> DIRECTIONS:
A) Write out every line of the labeled-object pointing records again, requests included, and shift each x and y coordinate in the answers up by 117. Leave the pictures out.
B) Pick up the excerpt on estimating bitcoin volatility with a stochastic volatility model after its last sentence, and write the next part.

=== EXCERPT PROVIDED ===

The actual fitting of the model requires an MCMC (Markov chain Monte Carlo) sampler in order to approximately sample from the joint posterior distribution of the parameters $(\mu,\sigma_n^2,\phi)$ and the latent volatility process $\{h_t\}$. Constructing a good MCMC sampler isn’t always easy, but luckily, Kastner’s R package, stochvol, implements the MCMC strategy that he and Frühwirth-Schnatter developed in the paper I linked above, so we don’t have to put any thought into it. If you’re into the nuts and bolts of MCMC, I recommend reading their paper – the strategy is pretty cutting edge and uses several ideas from different strands of the literature in order to solve several very commonly encountered problems when fitting these sorts of models.

**Results**

To fit the model, I used the stochvol R package to obtain 100,000 approximate draws from the posterior distribution after a burn in of 10,000 draws. This only took about a minute on my laptop. Here is an R script that contains all of the commands I used to load the data into R, fit the model, create the plots I’m about to show you, and a few other things.

First, let’s compare Eli’s btcvol, which uses a 30 day window to compute sample standard deviations, to the estimated daily standard deviations from the stochastic volatility model.

The red is btcvol while the black is an estimate of the daily volatility using the stochastic volatility model. Strictly speaking, we’re using the median of the posterior distribution of a given day’s volatility (i.e. standard deviation) as a point estimate of the true volatility that day. The posterior mean is another commonly used point estimate, but I prefer the median because it emphasizes that, short of using a realistic loss/utility function, we care about the whole posterior distribution and not just its mean. The grey lines combine to create a 90% credible interval for the daily volatilities. In other words, the posterior probability that a given day’s volatility is inside the interval created by the gray lines on that day is 0.9. This gives us some idea of how certain we are about the level of volatility on a given date which I think is a significant advantage of using this method to measure volatility.

The most obvious thing about this graph is that btcvol is much more persistent – when volatility is suddenly really high on Tuesday, btcvol assumes that volatility is also high for the next month or so. On the other hand, the estimates from the stochastic volatility model jump fairly freely so that today’s volatility can be drastically different from yesterday’s volatility. This is a direct consequence of how btcvol is calculated. If the log return of bitcoin is constant for a month after a massive spike, btcvol will tell us that volatility was high during that entire period since the spike is still in the 30 day window. The stochastic volatility model, on the other hand, will only tell us that volatility was high on the day of the spike and maybe for a couple of days after that. We can make the model estimates behave more like btcvol by adjusting the prior on $\phi$. Specifically, if we increase $\alpha$ the prior will put more weight on higher values of $\phi$, so the volatility process will consequently be more persistent both in the prior and the posterior. To some extent the data can overcome this prior, but how much weight to place on the data is a tough question, and one we probably want to answer if we want to pick a good prior for $\phi$.

=== INFORMATION SHOWN ===

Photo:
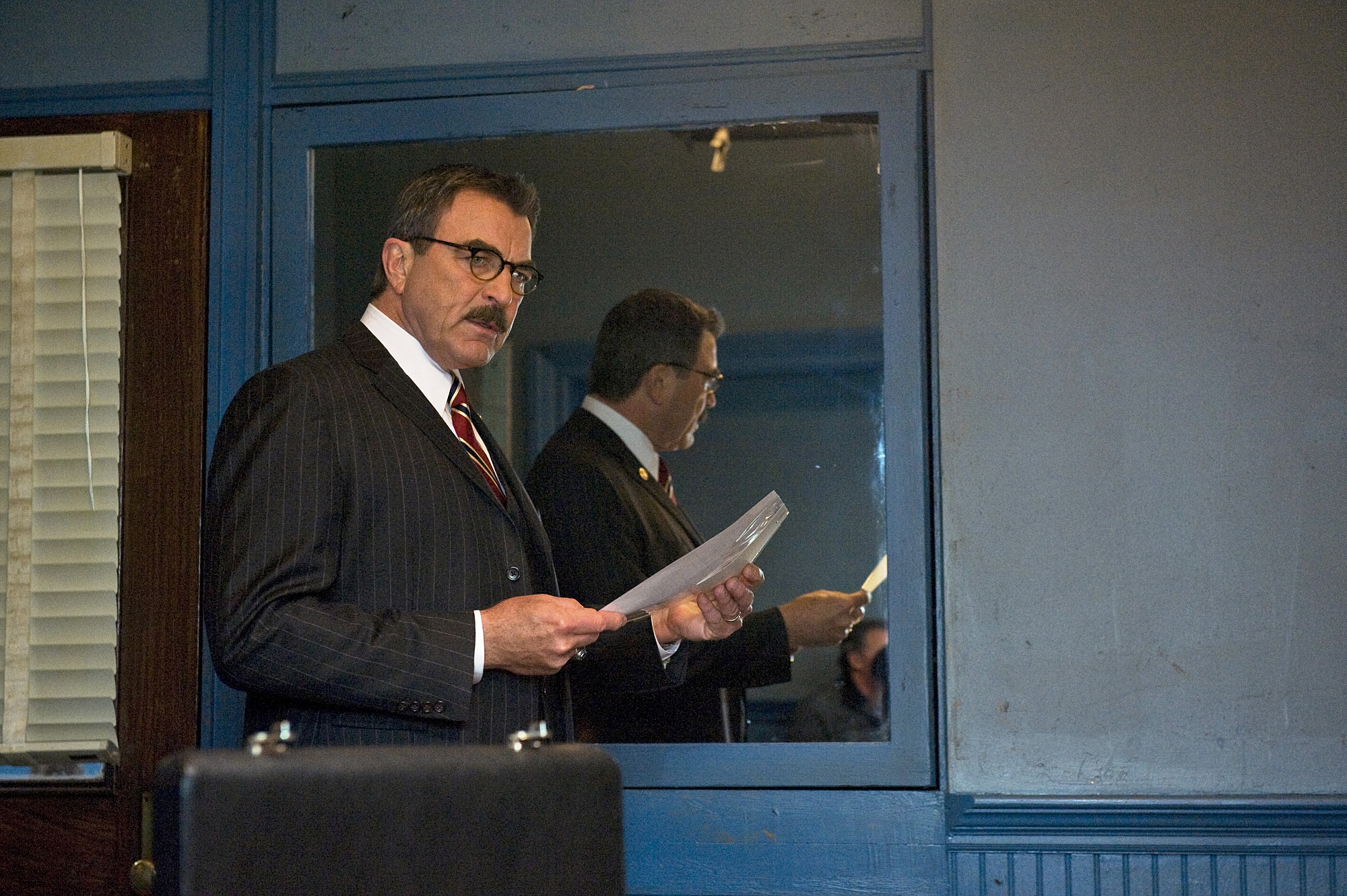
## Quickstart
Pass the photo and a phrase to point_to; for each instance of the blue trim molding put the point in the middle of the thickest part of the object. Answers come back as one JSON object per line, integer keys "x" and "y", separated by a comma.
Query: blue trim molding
{"x": 568, "y": 74}
{"x": 1249, "y": 817}
{"x": 1185, "y": 846}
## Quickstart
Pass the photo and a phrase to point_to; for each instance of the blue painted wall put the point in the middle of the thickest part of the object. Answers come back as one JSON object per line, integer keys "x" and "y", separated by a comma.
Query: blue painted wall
{"x": 90, "y": 42}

===

> RESULTS OF THE EXERCISE:
A)
Photo:
## Quickstart
Pass the photo and a phrase to point_to; for each instance of the blue trim molding put the point in the middle of the thickest part of the object. Answers come back as one JSON object per line, integer keys "x" and "y", separated by a comma.
Query: blue trim molding
{"x": 685, "y": 191}
{"x": 1366, "y": 934}
{"x": 1302, "y": 963}
## Quickstart
Pass the photo and a phrase to point_to; for each instance of the blue painted wall put the point in the middle of the thickest part of the object. Answers come back as one JSON object per line, integer keys "x" and "y", separated by a comma.
Query: blue painted wall
{"x": 207, "y": 159}

B)
Another advantage of estimating volatility this way is that we can easily predict volatility as well using the posterior distribution of the $h_t$’s and the recursion that gives us $h_{t+1}$’s distribution conditional on $h_t$. The next plot zooms in on the last 2-3 months and adds about a month of predictions.

This zoomed in look gives us a better view of the differences between btcvol and the stochastic volatility estimates. Btcvol smooths out the volatility of Bitcoin’s returns pretty heavily while the stochastic volatility estimates are happy to let each day have drastically different volatility. The new portion of this plot is the dashed lines, which represent the prediction version of their corresponding solid colored line. In other words, the dashed black line is the posterior predicted median for daily volatility while the dashed gray lines create a 90% posterior prediction interval.

If you want the data so you can fit this model yourself or perhaps the estimates or predictions from the model I fit, look no further:

The most recent bitcoin return data and btcvol estimate is here (csv), from Eli.

The volatility estimates along with the data used to fit the model are here (csv).

The volatility predictions from the model are here (csv).

The R script I wrote to fit the model and produce these plots (and do a few other things) is here (R – text file).

The tutorial on using the stochvol package by Gregor Kastner is here (pdf).

The paper where by Gregor Kastner and Sylvia Frühwirth-Schnatter describe the computational method used to fit the model in stochvol is here (pdf).

Hey Matt,

I have to say this post is a great example of of how science should be done nowadays! Inspiring and easy to build upon.

I am a master student, I love Baysian Statistics, it would be great to check out this method and refer to it in my thesis.

Some links and figures above that would be helpful for me seem to be dead, do you think you could fix, or just send a dropbox link?

Cheers

Anton

osika@kth.se

Thanks for letting me know, they should all be working now.

Hi Matt,

thanks a lot for this instructive work, I am really happy to see that stochvol gets used for fun applications! Just two quick comments:

a) There is a typo in the definition of the AR process which appears again in the specification of the SV model.

b) The reason we chose a (restricted) Gamma prior instead of the usual Inverted Gamma (IG) prior is not primarily computational convenience (in fact, IG would be the conjungate one in the centered parametrization). It’s rather that we think the IG prior might not be appropriate in this case, as it can be very informative in the neighbourhood of zero.

Keep up the good work!

/g

Thanks, fixed. I added a note about the gamma prior as well.

I’m getting an error when I tried reproducing your code:

“Error: Unknown parameters: subset”

I tried rerunning it and it worked for me. Is your R install up to date? What about the ggplot2 package?